■ **Texto citado**
»»
VII. Centro histórico
Ya en los últimos días de mi viaje, decidimos visitar a una tía que no había tenido la oportunidad de ver antes. Sus tres pequeñas hijas, nacidas en México, eran un rostro nuevo para mí, pues nunca habían viajado a Venezuela o Colombia. Fue un encuentro lleno de alegría y curiosidad, marcado por risas y relatos compartidos durante el almuerzo. Luego de esa grata reunión, me dirigí con mi madre al corazón histórico de la ciudad.
La noche de mi llegada a México había estado en la Plaza Garibaldi sin ser consciente de cuán cerca estaba del centro histórico. Solo hasta el 29 de diciembre, caminando por sus calles con mi madre, entendí la magnitud y el encanto de este sector de la ciudad. Nuestra primera parada fue el Zócalo, una de las plazas más grandes y emblemáticas del mundo. Desde allí, se erguía imponente el Palacio Nacional y la majestuosa Catedral Metropolitana de la Ciudad de México. Sin embargo, un evento con carpas y tarimas impedía ver completamente la explanada en su grandeza.
Desde el Zócalo, tomamos la Avenida Francisco Madero, una vibrante calle peatonal flanqueada por hoteles, palacios, templos, galerías y tiendas. En su recorrido, la Torre Latinoamericana se perfilaba en el horizonte, con su reloj destacando entre los edificios. Cada paso por esta avenida revelaba fragmentos de la historia de la ciudad, en un contraste fascinante entre lo antiguo y lo moderno.
Al llegar al Palacio de Bellas Artes, quedé maravillado por su imponente arquitectura y las esculturas que lo adornaban. Su presencia en medio de la ciudad es imponente, una joya cultural que resplandece en su entorno. Lamentablemente, el museo ya había cerrado, por lo que nos conformamos con recorrer su exterior, admirando cada detalle de su elaborada estructura y de la plaza que lo rodea.
Para cerrar la jornada, volvimos a la Plaza Garibaldi. Esta vez, con cámara en mano, capturé algunos momentos dentro del legendario Salón Tenampa, un lugar que había conocido en mi primera noche en México pero que ahora exploraba con más atención. Entre fotos y tragos, la noche transcurrió en un ambiente de celebración y nostalgia. Fue en ese momento cuando realmente comprendí lo interconectado que estaba el centro histórico con mis primeras impresiones de la ciudad: un tejido de historia, música y tradiciones que había enriquecido mi viaje de una manera inesperada.
««
■ **Datos de origen**
»»
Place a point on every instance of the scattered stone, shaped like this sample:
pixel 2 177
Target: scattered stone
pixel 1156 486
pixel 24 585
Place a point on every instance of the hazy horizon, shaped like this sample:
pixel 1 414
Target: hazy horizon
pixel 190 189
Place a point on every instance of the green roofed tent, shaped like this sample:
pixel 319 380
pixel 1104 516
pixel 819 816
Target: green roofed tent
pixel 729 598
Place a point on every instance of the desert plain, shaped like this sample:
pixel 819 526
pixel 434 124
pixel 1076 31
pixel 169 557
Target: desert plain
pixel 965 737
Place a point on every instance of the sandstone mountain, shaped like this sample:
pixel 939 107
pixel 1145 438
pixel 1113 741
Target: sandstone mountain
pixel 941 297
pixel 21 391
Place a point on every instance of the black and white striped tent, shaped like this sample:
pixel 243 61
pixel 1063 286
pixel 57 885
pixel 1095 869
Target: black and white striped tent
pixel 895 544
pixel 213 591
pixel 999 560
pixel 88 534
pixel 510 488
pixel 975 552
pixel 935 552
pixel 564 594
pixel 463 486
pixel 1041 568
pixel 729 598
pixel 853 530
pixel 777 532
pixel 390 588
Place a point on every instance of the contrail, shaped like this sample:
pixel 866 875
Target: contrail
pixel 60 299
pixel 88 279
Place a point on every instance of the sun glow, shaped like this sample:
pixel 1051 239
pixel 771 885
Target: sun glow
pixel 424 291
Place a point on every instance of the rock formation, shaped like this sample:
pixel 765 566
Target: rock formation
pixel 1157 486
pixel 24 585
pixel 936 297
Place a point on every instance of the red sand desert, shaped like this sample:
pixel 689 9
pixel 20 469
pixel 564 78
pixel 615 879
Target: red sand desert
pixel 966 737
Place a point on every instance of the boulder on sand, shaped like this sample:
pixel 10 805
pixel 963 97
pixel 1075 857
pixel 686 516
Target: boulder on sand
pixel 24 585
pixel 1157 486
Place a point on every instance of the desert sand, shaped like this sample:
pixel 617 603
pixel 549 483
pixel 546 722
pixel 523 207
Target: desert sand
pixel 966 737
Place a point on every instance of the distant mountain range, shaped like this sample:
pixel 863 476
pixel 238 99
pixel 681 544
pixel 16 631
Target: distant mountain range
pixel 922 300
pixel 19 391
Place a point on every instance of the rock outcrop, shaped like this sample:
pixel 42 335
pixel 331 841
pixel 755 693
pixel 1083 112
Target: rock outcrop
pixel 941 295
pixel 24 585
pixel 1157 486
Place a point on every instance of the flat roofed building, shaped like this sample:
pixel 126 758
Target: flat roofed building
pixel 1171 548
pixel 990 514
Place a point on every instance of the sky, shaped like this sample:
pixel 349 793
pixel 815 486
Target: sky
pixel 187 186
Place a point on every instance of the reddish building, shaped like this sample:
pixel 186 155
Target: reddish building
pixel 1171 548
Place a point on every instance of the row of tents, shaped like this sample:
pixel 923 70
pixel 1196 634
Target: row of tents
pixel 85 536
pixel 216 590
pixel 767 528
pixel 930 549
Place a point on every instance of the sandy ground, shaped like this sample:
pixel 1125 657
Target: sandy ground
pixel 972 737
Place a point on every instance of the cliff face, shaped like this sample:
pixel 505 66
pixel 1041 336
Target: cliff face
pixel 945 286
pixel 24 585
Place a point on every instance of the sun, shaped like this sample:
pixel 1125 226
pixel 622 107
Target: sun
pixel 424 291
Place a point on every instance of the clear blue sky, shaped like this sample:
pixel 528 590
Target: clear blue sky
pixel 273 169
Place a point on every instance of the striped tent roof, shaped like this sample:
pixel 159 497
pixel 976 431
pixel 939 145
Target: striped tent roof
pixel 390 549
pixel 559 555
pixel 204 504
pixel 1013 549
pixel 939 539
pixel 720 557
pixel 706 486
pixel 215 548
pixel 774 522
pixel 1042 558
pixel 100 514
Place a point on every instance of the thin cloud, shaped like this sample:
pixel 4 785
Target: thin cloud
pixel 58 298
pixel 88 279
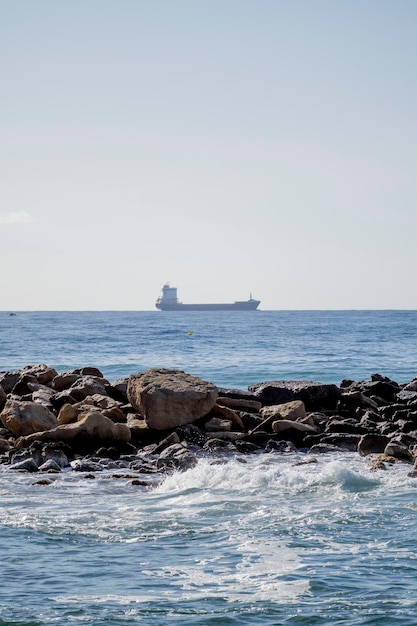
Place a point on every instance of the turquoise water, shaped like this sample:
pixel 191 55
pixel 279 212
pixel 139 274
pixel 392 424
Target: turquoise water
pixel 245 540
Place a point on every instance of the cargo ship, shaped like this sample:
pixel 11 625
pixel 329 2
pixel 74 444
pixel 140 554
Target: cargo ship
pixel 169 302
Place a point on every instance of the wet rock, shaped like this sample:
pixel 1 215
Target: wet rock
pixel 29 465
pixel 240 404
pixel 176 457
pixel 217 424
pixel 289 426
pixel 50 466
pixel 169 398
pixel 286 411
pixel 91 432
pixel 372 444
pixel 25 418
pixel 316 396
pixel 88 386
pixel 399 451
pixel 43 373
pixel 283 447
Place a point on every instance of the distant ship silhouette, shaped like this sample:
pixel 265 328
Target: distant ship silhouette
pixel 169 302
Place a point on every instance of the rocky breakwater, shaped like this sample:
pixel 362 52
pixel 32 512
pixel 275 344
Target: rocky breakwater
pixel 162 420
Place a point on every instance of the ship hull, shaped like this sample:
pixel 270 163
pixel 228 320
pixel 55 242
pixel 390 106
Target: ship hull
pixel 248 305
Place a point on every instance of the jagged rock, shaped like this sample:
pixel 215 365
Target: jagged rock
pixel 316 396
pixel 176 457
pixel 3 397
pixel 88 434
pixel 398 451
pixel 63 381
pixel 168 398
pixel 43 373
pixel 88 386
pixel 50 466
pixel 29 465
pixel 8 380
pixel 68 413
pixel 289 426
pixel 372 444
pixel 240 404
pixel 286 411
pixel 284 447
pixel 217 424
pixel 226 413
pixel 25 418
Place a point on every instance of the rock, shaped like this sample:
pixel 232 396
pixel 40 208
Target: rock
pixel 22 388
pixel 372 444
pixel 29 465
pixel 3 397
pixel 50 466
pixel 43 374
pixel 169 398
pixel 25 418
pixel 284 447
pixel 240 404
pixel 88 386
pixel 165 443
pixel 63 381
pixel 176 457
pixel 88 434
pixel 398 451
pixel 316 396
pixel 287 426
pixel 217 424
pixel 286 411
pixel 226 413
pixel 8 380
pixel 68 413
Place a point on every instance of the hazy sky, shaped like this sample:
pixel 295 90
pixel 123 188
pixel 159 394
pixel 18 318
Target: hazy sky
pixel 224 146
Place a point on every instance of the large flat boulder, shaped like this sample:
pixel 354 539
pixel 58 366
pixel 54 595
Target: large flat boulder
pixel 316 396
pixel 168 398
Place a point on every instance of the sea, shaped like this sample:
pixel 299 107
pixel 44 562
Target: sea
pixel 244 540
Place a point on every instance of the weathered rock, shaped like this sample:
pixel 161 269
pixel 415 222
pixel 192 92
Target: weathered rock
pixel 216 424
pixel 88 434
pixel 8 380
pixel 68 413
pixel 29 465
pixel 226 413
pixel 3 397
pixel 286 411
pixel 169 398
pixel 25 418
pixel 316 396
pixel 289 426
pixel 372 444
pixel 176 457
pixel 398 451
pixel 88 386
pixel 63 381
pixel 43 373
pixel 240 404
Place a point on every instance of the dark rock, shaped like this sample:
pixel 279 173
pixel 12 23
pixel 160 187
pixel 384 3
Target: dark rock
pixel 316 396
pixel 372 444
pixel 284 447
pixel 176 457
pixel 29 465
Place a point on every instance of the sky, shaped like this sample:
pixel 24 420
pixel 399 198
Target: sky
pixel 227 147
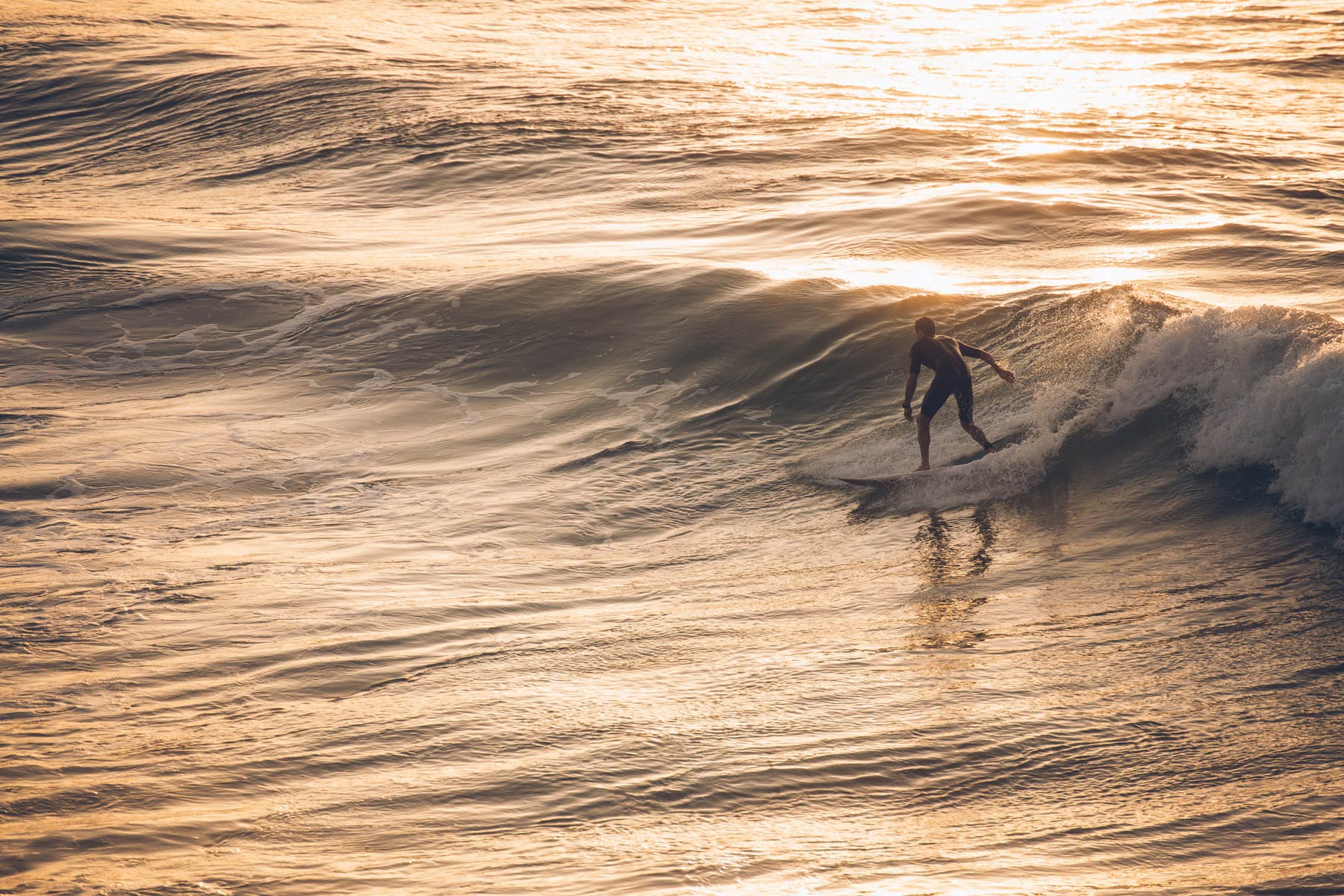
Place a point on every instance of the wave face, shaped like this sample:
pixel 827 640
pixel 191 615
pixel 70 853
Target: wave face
««
■ **Tarea asignada 1**
Responde estas preguntas sobre el relato del centro histórico:
(a) ¿En qué fecha se recorrieron a pie las calles del centro histórico?
(b) ¿Qué edificio se perfilaba en el horizonte durante el trayecto por la Avenida Francisco Madero?
(c) ¿Por qué motivo solo se recorrió el exterior del Palacio de Bellas Artes?
■ **Tarea asignada 2**
Sustituye "shaped like this sample" por "matching this sample" en las entradas, comenzando al inicio de estas y terminando en la línea que contiene "pixel 190 189", ambas incluidas. Devuelve solo ese tramo, con todo lo demás sin cambios.
Las entradas no guardan relación alguna con el relato.

■ **Resultado final 1**
(a) El 29 de diciembre.
(b) La Torre Latinoamericana.
(c) Porque el museo ya había cerrado.

■ **Resultado final 2**
Place a point on every instance of the scattered stone, matching this sample:
pixel 2 177
Target: scattered stone
pixel 1156 486
pixel 24 585
Place a point on every instance of the hazy horizon, matching this sample:
pixel 1 414
Target: hazy horizon
pixel 190 189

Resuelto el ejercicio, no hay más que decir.